The problem —
Transcribe the rest of the listing below, starting with the line that contains "Target: dark ponytail hair" and ending with the last line, exactly as written.

"""

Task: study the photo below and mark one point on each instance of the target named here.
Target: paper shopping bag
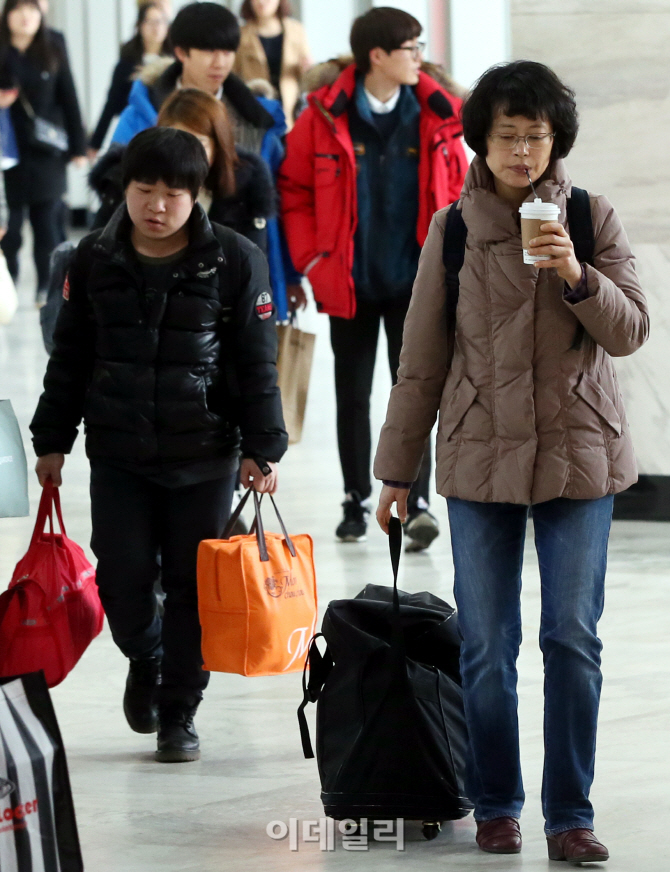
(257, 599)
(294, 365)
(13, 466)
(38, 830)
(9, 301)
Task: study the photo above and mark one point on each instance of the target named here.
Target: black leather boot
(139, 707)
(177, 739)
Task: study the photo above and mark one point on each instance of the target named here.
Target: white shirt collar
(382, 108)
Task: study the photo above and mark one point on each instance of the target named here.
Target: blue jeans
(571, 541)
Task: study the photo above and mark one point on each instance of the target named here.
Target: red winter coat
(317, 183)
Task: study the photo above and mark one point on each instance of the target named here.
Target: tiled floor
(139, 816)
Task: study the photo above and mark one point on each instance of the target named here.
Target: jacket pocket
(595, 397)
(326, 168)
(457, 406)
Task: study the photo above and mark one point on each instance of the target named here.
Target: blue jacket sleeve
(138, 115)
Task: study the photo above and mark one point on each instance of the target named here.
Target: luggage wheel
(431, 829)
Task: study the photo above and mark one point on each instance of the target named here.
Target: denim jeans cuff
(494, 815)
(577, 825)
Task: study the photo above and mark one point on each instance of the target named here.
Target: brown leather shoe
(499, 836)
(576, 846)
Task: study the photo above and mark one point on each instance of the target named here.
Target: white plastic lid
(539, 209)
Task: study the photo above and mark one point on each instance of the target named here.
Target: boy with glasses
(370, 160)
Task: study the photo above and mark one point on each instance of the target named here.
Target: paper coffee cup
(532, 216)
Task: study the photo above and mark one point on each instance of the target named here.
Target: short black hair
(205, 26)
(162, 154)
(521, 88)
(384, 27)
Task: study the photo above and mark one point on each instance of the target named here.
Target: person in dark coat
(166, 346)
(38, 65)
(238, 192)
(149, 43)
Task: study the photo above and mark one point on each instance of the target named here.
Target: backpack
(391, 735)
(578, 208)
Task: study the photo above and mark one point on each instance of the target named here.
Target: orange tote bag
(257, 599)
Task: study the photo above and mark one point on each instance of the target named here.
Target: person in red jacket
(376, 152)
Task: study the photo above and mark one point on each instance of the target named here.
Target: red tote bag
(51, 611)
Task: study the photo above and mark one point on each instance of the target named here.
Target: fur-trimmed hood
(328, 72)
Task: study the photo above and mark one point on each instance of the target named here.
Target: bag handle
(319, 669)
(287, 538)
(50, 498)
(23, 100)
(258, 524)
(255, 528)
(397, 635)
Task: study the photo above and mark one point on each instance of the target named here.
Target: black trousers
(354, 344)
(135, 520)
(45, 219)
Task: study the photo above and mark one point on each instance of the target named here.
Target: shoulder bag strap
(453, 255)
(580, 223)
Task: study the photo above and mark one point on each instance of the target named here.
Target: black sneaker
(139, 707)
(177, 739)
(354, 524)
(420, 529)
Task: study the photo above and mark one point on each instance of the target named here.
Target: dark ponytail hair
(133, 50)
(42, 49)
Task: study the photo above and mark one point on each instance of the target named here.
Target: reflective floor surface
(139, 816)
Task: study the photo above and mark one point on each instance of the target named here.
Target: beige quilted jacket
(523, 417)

"""

Task output —
Target: dark ponytail hair
(133, 50)
(42, 49)
Task: study the photo above and mark one point on each instance of the target named here.
Target: reflective floor surface
(139, 816)
Task: study the photo above and mark one point on each instance of the target named here.
Target: beige quilted jacket
(523, 417)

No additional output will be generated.